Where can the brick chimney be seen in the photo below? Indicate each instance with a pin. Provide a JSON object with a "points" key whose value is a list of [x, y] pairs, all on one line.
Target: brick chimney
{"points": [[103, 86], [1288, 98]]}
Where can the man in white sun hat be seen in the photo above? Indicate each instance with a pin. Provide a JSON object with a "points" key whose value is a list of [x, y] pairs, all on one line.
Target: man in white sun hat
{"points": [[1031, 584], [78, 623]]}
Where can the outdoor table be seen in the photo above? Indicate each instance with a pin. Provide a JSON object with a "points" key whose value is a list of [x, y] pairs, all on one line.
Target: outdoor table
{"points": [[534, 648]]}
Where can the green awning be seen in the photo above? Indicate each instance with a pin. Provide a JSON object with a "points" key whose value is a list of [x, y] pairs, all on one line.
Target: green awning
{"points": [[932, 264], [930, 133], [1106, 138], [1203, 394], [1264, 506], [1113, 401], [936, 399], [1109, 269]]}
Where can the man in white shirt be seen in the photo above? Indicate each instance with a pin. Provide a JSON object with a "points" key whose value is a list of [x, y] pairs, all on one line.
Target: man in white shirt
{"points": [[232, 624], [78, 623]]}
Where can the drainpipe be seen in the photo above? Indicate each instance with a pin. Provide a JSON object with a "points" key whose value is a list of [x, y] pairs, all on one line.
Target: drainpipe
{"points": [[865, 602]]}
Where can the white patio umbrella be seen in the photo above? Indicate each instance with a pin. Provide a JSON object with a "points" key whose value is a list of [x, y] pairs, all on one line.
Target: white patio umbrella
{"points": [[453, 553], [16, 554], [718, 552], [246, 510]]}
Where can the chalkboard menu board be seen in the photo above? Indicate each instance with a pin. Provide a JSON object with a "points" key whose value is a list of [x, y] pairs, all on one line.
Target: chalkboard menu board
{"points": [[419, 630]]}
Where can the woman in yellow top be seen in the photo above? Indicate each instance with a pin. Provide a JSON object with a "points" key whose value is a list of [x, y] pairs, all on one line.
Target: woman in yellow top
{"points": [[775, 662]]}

> What this task involves: All of the entries should be written out again exactly.

> Written solution:
Where can the brick chimney be seen in the photo below? Indicate each instance with a pin. Provide a JSON object with a "points" key whose value is a list of [x, y] pairs, all on one line.
Target: brick chimney
{"points": [[103, 86], [1288, 98]]}
Where can the man in white sun hat be seen in the photo above? Indicate each instance with a pin. Provide a JSON object with a "points" key whose value is a list of [x, y] pairs, all on one line.
Target: man in white sun hat
{"points": [[1031, 584], [78, 623]]}
Where can the outdoor table be seen in the photo above? Indicate each instance with a pin. Provide a JSON object with a "points" key whose value is a list of [x, y] pairs, all on one line.
Target: outdoor table
{"points": [[534, 648]]}
Where can the green awning be seen in the photo above? Indicate each instance with a pin. Provide a JSON object with a "points" key whose value is a list of [x, y] pairs, all on one line.
Target: green awning
{"points": [[932, 264], [930, 133], [1106, 138], [1203, 394], [1264, 506], [1113, 401], [936, 399], [1109, 269]]}
Where can the man in white shirt be seen in the photo above? Indicate each instance with a pin. Provide a JSON object with a "points" key whose value is a list of [x, y] pairs, all on one line.
Target: man in white shirt
{"points": [[232, 624], [78, 623]]}
Where can the drainpipe be seen in the photo above? Indicate each instance with a pin. Provide a JSON object with a "points" key whose value is a list of [x, y] pairs, all on one line.
Target: drainpipe
{"points": [[865, 602]]}
Where can the white patio umbrella be seen in the photo above? Indicate each instance with a pin. Provide a JSON object with a "points" key whose value is a list of [x, y] pairs, all on one line.
Target: white patio umbrella
{"points": [[453, 553], [16, 554], [718, 552], [246, 510]]}
Where can the chalkboard menu board be seen in the photo above? Indicate each instance with a pin. Provide a JSON object with a "points" key whose value is a list of [x, y] pairs, all on one line.
Target: chalkboard menu board
{"points": [[419, 630]]}
Where can the woman in yellow top be seen in the photo above? Indicate each instance with a pin. Provide a JSON object with a "points" key whose value is a list of [x, y] pairs, all on one line.
Target: woman in yellow top
{"points": [[775, 662]]}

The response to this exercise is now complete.